━━━━━ Extract provided ━━━━━

And they did adapt. Strong managers looked for ways to hold people accountable to the actual work that needs to be done, rather than the ancillary metrics of work such as commits or salesforce records. No one knew early on what normal metrics would look like, so teams began to look at different ways to understand what was going on. By and large the focus turned to a much more understandable view of progress — is our product getting done or what are we selling. From that, managers began to back into new metrics and new ways of managing.
Importantly, the best managers avoided the trap of using easily gathered telemetry to manage the team, such as presence on video in lieu of hours in the office.
At the same time, so many companies were faced with employees hired during the pandemic who never saw the office and never met their teams in person. Some companies are easily more than half or even entirely new in that regard. With distributed hires, most companies will take a long time before the in-person meeting happens. Managers have become, out of necessity, incredibly creative at on-boarding, training, and mentoring. Employees have become incredibly resourceful when it comes to learning how to contribute and what it means to do the right thing.
This is not about having a giant handbook of culture or about reaching out many times per day, but rather it is about managers spending the time they otherwise would have spent ad hoc or in small slices to bring employees up to speed to contribute. The burden to managers has become even higher to do the right thing. At the same time, the biggest lesson is that all that effort to simply track what employees are doing has proven less than useful. The time spent helping employees to do the right work is a far better use of management than to be monitoring what employees are actually doing at any given time. Sure, smart and talented managers knew this, but no one would say that was the norm.
This is even more critical when it comes to bringing the team together. Most every meeting and offsite used to be about hashing out the details, assigning work, following up on work. We have learned that much of this can be automated. We learned that the social and connected side — the trust building — that teams require is the hardest to put in place. That’s why in a new operating model managers will optimize meetings and offsites for building trust and understanding across the team, rather than spending time on mechanics. The isolation of the pandemic showed that it is entirely possible to replicate the mechanical side of meetings using the software tools readily available.

━━━━━ Data extract ━━━━━

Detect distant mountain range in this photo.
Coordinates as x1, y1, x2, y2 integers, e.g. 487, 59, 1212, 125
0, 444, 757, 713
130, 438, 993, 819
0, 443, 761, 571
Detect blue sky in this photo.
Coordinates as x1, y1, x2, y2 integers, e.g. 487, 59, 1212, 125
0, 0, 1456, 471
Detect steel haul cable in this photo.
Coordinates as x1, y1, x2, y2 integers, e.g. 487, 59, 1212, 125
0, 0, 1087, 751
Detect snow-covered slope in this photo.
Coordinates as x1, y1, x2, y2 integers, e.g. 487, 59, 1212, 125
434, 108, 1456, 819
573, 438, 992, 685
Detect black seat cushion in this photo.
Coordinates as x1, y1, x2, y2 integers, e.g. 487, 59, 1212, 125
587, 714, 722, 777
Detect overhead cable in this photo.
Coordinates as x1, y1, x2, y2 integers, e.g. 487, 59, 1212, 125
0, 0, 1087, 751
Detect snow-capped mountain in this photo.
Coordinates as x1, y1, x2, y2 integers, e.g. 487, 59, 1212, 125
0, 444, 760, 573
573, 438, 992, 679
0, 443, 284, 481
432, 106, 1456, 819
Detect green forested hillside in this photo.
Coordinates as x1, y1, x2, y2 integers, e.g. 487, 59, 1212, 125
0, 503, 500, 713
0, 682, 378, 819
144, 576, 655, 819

━━━━━
━━━━━ Data extract ━━━━━

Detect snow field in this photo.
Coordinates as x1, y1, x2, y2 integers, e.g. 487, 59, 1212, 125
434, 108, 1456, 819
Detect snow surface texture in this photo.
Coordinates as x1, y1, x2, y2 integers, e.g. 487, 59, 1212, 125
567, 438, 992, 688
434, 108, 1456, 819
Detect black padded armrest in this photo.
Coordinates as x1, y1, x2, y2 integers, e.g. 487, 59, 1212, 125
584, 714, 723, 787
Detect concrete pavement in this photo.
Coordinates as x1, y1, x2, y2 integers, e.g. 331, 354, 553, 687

━━━━━

• _Assigned task_
From the passage above on managing distributed teams, list every activity that managers are said to have become incredibly creative at.

• _Response to the task_
On-boarding, training, and mentoring.